Region labeling records
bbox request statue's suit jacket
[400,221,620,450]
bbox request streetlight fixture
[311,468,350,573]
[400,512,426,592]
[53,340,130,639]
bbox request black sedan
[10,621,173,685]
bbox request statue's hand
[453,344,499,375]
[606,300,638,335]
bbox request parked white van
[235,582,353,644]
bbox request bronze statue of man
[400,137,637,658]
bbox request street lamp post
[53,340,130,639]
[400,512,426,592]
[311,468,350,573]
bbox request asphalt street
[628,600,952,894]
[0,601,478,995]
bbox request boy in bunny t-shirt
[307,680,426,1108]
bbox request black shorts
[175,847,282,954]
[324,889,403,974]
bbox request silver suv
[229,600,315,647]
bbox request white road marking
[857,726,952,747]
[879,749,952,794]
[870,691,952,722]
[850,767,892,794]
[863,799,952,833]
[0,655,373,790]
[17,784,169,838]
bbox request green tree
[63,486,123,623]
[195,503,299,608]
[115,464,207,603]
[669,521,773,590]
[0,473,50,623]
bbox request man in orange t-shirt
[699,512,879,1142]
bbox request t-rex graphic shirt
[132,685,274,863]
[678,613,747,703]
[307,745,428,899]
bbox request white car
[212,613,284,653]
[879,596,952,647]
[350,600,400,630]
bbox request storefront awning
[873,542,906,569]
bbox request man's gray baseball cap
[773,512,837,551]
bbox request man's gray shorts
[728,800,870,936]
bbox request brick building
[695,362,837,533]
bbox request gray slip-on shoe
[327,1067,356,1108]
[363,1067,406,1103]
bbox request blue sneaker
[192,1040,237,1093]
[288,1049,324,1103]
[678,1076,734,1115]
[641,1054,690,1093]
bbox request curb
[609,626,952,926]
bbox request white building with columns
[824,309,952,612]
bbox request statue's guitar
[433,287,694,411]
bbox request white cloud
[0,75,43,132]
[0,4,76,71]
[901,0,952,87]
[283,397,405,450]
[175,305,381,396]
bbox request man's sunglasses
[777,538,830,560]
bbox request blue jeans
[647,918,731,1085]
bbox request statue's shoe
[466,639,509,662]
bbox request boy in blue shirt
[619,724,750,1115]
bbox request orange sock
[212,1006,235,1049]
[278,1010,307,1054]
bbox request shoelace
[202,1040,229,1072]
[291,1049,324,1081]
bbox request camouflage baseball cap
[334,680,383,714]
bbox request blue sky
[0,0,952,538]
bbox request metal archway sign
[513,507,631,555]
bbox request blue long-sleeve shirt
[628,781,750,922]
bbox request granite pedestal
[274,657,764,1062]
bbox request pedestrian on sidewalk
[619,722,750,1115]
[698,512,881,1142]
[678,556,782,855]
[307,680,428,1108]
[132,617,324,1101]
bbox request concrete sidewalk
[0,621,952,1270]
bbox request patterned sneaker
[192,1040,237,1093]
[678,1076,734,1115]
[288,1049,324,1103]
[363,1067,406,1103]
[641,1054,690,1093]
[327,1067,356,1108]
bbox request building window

» What to produce
Put every line of the listing above into a Markdown table with the columns Row and Line. Number the rows in order and omit any blank lines.

» Exercise response
| Row | Line |
|---|---|
| 1 | bbox request statue's suit jacket |
| 2 | [400,221,620,450] |
| 3 | bbox request streetlight fixture |
| 4 | [311,468,350,573] |
| 5 | [400,512,426,592] |
| 6 | [53,340,130,639] |
| 7 | bbox request black sedan |
| 8 | [10,621,173,685] |
| 9 | bbox request statue's hand |
| 10 | [453,344,499,375] |
| 11 | [606,300,638,335] |
| 12 | bbox request parked white van |
| 13 | [235,582,353,644] |
| 14 | bbox request bronze statue of man |
| 15 | [400,137,637,658] |
| 16 | bbox request street lamp post |
| 17 | [53,340,130,639] |
| 18 | [400,512,426,592] |
| 19 | [311,468,350,573] |
| 20 | bbox request asphalt street |
| 21 | [628,600,952,894] |
| 22 | [0,601,478,995] |
| 23 | bbox request boy in bunny t-shirt |
| 24 | [307,680,426,1108] |
| 25 | bbox request black shorts |
| 26 | [175,847,282,954] |
| 27 | [324,889,403,974] |
| 28 | bbox request silver suv |
| 29 | [229,600,315,647] |
| 30 | bbox request white road marking |
| 31 | [857,726,952,747] |
| 32 | [879,749,952,794] |
| 33 | [870,691,952,722] |
| 34 | [850,767,892,794] |
| 35 | [863,799,952,833] |
| 36 | [0,655,373,790] |
| 37 | [17,784,169,838] |
| 38 | bbox request green tree |
| 39 | [63,486,123,623] |
| 40 | [195,503,299,608] |
| 41 | [115,464,207,603] |
| 42 | [669,521,773,590] |
| 43 | [0,473,50,623] |
| 44 | bbox request man in orange t-shirt |
| 45 | [699,512,879,1142] |
| 46 | bbox request t-rex graphic shirt |
| 47 | [132,685,274,863] |
| 48 | [678,613,747,703] |
| 49 | [307,745,428,899] |
| 50 | bbox request white car |
| 51 | [212,613,284,653] |
| 52 | [879,596,952,647] |
| 53 | [350,600,400,630] |
| 54 | bbox request storefront awning |
| 55 | [873,542,906,569] |
| 56 | bbox request man's gray baseball cap |
| 57 | [773,512,837,551] |
| 58 | bbox request man's gray shorts |
| 59 | [728,800,870,936] |
| 60 | bbox request brick building |
| 61 | [695,362,837,533] |
| 62 | bbox request gray slip-on shoe |
| 63 | [327,1067,356,1108] |
| 64 | [363,1067,406,1103] |
| 65 | bbox request blue sneaker |
| 66 | [192,1040,237,1093] |
| 67 | [288,1049,324,1103] |
| 68 | [678,1076,734,1115] |
| 69 | [641,1054,690,1093] |
| 70 | bbox request curb |
| 71 | [609,626,952,926] |
| 72 | bbox request white building with columns |
| 73 | [824,309,952,612] |
| 74 | bbox request statue's guitar |
| 75 | [433,287,694,411] |
| 76 | bbox request white cloud |
| 77 | [0,75,43,132] |
| 78 | [0,4,76,71] |
| 79 | [901,0,952,87] |
| 80 | [283,397,405,450] |
| 81 | [175,305,381,396] |
| 82 | bbox request man's sunglasses |
| 83 | [777,538,830,560] |
| 84 | bbox request blue jeans |
| 85 | [647,918,731,1085] |
| 86 | bbox request statue's shoe |
| 87 | [466,639,509,662] |
| 88 | bbox request boy in blue shirt |
| 89 | [619,724,750,1115] |
| 90 | bbox request orange sock |
| 91 | [212,1006,235,1049] |
| 92 | [278,1010,307,1054] |
| 93 | bbox request shoelace |
| 94 | [202,1040,229,1072] |
| 95 | [291,1049,324,1081] |
| 96 | bbox request camouflage baseball cap |
| 97 | [334,680,383,714] |
| 98 | bbox request blue sky |
| 99 | [0,0,952,538] |
| 100 | bbox request metal archway sign |
| 101 | [513,507,631,555] |
| 102 | bbox request blue long-sleeve shirt |
| 103 | [628,781,750,922] |
| 104 | bbox request granite pedestal |
| 105 | [274,657,764,1062] |
| 106 | bbox request pedestrian on sidewalk |
| 107 | [619,722,750,1115] |
| 108 | [698,512,881,1142] |
| 109 | [678,556,782,855] |
| 110 | [307,680,428,1108] |
| 111 | [132,617,324,1101] |
| 112 | bbox request concrete sidewalk |
| 113 | [0,621,952,1270] |
| 114 | bbox request patterned sneaker |
| 115 | [192,1040,237,1093] |
| 116 | [678,1076,734,1115] |
| 117 | [288,1049,324,1103] |
| 118 | [363,1067,406,1103] |
| 119 | [641,1054,690,1093] |
| 120 | [327,1067,356,1108] |
| 121 | bbox request building window |